**PAGE EXCERPT**
◆ ◆ ◆ ◆ ◆ ◆ ◆
Freeradius-Users Digest, Vol 30, Issue 24
wlan at mac.com
wlan at mac.com
Fri Oct 5 15:17:59 CEST 2007
> [...]
> <sigh> You started asking questions on the FreeRADIUS list. Rather
> than updating the FreeRADIUS Wiki, you've gone somewhere else. Nice.
>
Sorry about that. I intended to put it in the freeradius wiki (and
still will, if desired), but thought it was too off-topic after all -
the site otherwise being rather vendor agnostic. No disrespect
intended...
>> I took a perhaps less hostile classification than 'broken' - and
>> labeled
>> them as having a "AC" or "Client" perspective.
>
> Perhaps "non RFC compliant" would be a politer choice of words.
>
Indeed...
>> Of course, the Access
>> Controller/NAS is the right meaning as defined in this forum.
>
> Perhaps you haven't been reading my messages. This forum is NOT
> defining anything. The definitions existed for years before
> FreeRADIUS
> existed. Stop trying to claim it's a disagreement between vendors.
> It's not.
>
Of course, sorry 'bout that. What I meant was more like "as
acknowledged as fact in this thread"...
> The default should be the correct meaning. The documentation should
> have big bold warnings that vendors doing it the other way are
> non-compliant.
>
Yes. This is another reason why I ended up documenting this elsewhere
-- where I can link it into the more relevant documentation - just as
you suggest - acknowledging and high-lighting the non-compliance.
◆ ◆ ◆ ◆ ◆ ◆ ◆
**ROWS**
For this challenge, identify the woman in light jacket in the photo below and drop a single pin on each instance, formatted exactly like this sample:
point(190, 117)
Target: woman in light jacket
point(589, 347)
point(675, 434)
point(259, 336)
◆ ◆ ◆ ◆ ◆ ◆ ◆
**TASK REQUIREMENTS**
#1 Collect every line of the listing that contains the string "light", treating uppercase and lowercase as different.
#2 Pick up the FreeRADIUS mailing list reply where it stops, and carry it forward.

**ANSWERS TO THE EXERCISES**
#1
For this challenge, identify the woman in light jacket in the photo below and drop a single pin on each instance, formatted exactly like this sample:
Target: woman in light jacket

#2
>> Huh, I wonder if there was something originally 'lost in translation'
>
> The original RFC's were written the the designers and
> implementors of
> RADIUS, in Ann Arbour, Michigan, USA. They might be poorly
> phrased, but
> there is no confusion.
>
>> with how this got implemented. With some Googling, I came across:
>>
>> http://www.gsmworld.com/documents/wlan/ir61.pdf
>>
>> Which states for Acct-Input-Octets: "Volume of the downstream
>> traffic of
>> the User" and Output-Octets with "upstream traffic of the user". That
>> sounds rather Client centric -- it's not to / from the User, for
>> instance. Are we expecting too much from the (off-shore) out-sourcing
>> companies? :)
>
> Apparently people implementing NAS equipment can't be bothered to
> read
> the spec, or to ask questions if they don't understand it, or to see
> what the large vendors do.
It would be interesting to know the history of this all. One vendor
probably got it wrong and others followed the (wrong) vendor. Perhaps
the lesson here is that if you follow a vendor, make it Cisco :)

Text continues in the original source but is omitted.